EXERCISES —
#1 In the cruise account, which beer did the writer switch to at the Schooner Bar?
#2 Please reproduce, without changes, the stretch of the cruise account from "Ironically, we ended" through "except Red Stripe.".

DOCUMENT SECTION —
▼

Ironically, we ended up bonding with two of our tablemates everywhere but in the dining room; they were on an anniversary cruise, found the dining room cooking tough to swallow, and decided the trip was too short to suffer through. Another vote for the buffet. I did try the specialty grill restaurant for a filet mignon, and that was more successful, but also more expensive. At the Schooner Bar, my happy hour hangout, I gave up on the relentlessly fruit-punchy drinks for Stella Artois, the best beer I could find on the list, which included no Caribbean beers except Red Stripe.
It’s possible to drop out of the shipboard social set fairly easily, if you want. Occasionally you will notice more tuxedos and formal gowns than usual, and will remember that it’s formal night. Posed pictures are taken on the staircase of ruddy-faced men in rented suits and middle-aged women dressed for prom, a contest is held for World’s Sexiest Man, a sort of dating game is held, and the David Foster Wallace allusion swims into clearer focus. I have no reason to think people weren’t enjoying themselves, but this is the cheesiness that makes other people defensive about taking a cruise.
Forsaking the Tropical Theatre’s entertainments–”Your Three Tenors” and a lot of show tunes–I spent a lot of time reading Game of Thrones on a chaise lounge, hit the stationary bikes in the fitness center to prep for my coastal bike tour, and hot tubbed.
Usually I was tired from my day ashore: I ended up going on tours every morning in our ports of call, snorkeling, hiking to a waterfall, taking a bus tour to scenic spots, biking the coast, and hopping a ferry from St. Thomas to St. John, where I bought swim trunks with anchors on them and walked out to Solomon Beach along a nature trail frequented mainly by tiny, hopping lizards. The weather was changeable, if always warm, veering between sudden showers and bright, hot sun, and usually I headed back to the ship for a noon shower and lunch, running through my supply of clothes faster than I’d thought. Thankfully, the Serenade had laundry service, and St. John had a boutique with a sale on boxers.
Ships of this size don’t give you much reason to worry about the sea below. One night we saw seven-foot swells, the next nine-foot, and it was only then that I started to hear people mention feeling queasy. If you are from an earthquake-prone area, you may jolt awake after a slow roll that feels just like a quake (in fact there were two 5.0 quakes just off Puerto Rico as we were heading back to port), but in general, it feels most like a waterbed, and gives you an excuse as to why you’re stumbling rubber-legged down the corridor after your trip to the bar.
Royal Caribbean, like most cruise lines, I suppose, tries to deliver “wow” moments of service. Hundreds of staff do their best to pamper you, or surprise you with folded-towel animals in your stateroom. They’re forever seeing you once and then calling you by name for the rest of cruise, as if you’re a long-time customer. They strike up conversations with anyone who looks the least bit lonely. Sometimes it feels desperate and needy; sometimes you have conversations with people from Bosnia or Nicaragua that give you slices of insight into other worlds. Every night I’d go up on deck and watch the sun set on the Caribbean, and each night it was a different spectacle. In the morning, there was that second where I struggled to locate where I was, a new island coming into view.
I could never quite believe it. The Caribbean. After all these years, it was right there. I could practically reach out and touch it.

▲

Data drawn from a collection —
▼

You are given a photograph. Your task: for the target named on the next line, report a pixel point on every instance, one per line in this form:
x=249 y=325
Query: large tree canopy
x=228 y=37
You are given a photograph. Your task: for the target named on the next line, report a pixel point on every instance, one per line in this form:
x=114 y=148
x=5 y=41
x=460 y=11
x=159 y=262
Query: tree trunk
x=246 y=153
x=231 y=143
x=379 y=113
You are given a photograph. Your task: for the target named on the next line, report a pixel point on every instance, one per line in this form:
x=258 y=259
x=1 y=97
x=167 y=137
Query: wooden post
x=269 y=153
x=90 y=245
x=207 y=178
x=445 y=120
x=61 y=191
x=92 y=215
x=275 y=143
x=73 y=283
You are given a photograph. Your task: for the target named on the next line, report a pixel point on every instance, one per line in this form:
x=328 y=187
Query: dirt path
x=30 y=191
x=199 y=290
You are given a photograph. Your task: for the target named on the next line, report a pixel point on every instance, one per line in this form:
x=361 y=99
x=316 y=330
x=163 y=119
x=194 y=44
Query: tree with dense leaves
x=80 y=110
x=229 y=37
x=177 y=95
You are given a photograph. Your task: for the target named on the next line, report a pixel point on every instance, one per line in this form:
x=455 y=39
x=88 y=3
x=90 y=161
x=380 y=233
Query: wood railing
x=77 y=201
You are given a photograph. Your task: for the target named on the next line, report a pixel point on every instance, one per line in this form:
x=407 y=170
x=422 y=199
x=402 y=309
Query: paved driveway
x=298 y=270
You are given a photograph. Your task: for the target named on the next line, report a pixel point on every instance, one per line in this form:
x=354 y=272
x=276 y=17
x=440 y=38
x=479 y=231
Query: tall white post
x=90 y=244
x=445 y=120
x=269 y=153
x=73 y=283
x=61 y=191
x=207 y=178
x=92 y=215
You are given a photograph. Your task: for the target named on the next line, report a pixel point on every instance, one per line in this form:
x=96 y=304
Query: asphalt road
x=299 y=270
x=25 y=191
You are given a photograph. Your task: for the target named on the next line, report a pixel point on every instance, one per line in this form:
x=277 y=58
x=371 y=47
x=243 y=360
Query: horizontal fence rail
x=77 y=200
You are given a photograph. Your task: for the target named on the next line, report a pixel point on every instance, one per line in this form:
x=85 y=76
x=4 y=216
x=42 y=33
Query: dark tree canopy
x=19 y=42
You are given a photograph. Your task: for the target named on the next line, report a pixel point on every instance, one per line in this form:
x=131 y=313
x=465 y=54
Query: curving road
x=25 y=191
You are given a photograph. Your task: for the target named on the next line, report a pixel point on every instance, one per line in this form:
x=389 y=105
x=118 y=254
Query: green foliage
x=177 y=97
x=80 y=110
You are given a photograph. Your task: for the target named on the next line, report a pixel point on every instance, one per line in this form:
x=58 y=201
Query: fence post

▲

ANSWERS BY ITEM —
#1 Stella Artois

#2
Ironically, we ended up bonding with two of our tablemates everywhere but in the dining room; they were on an anniversary cruise, found the dining room cooking tough to swallow, and decided the trip was too short to suffer through. Another vote for the buffet. I did try the specialty grill restaurant for a filet mignon, and that was more successful, but also more expensive. At the Schooner Bar, my happy hour hangout, I gave up on the relentlessly fruit-punchy drinks for Stella Artois, the best beer I could find on the list, which included no Caribbean beers except Red Stripe.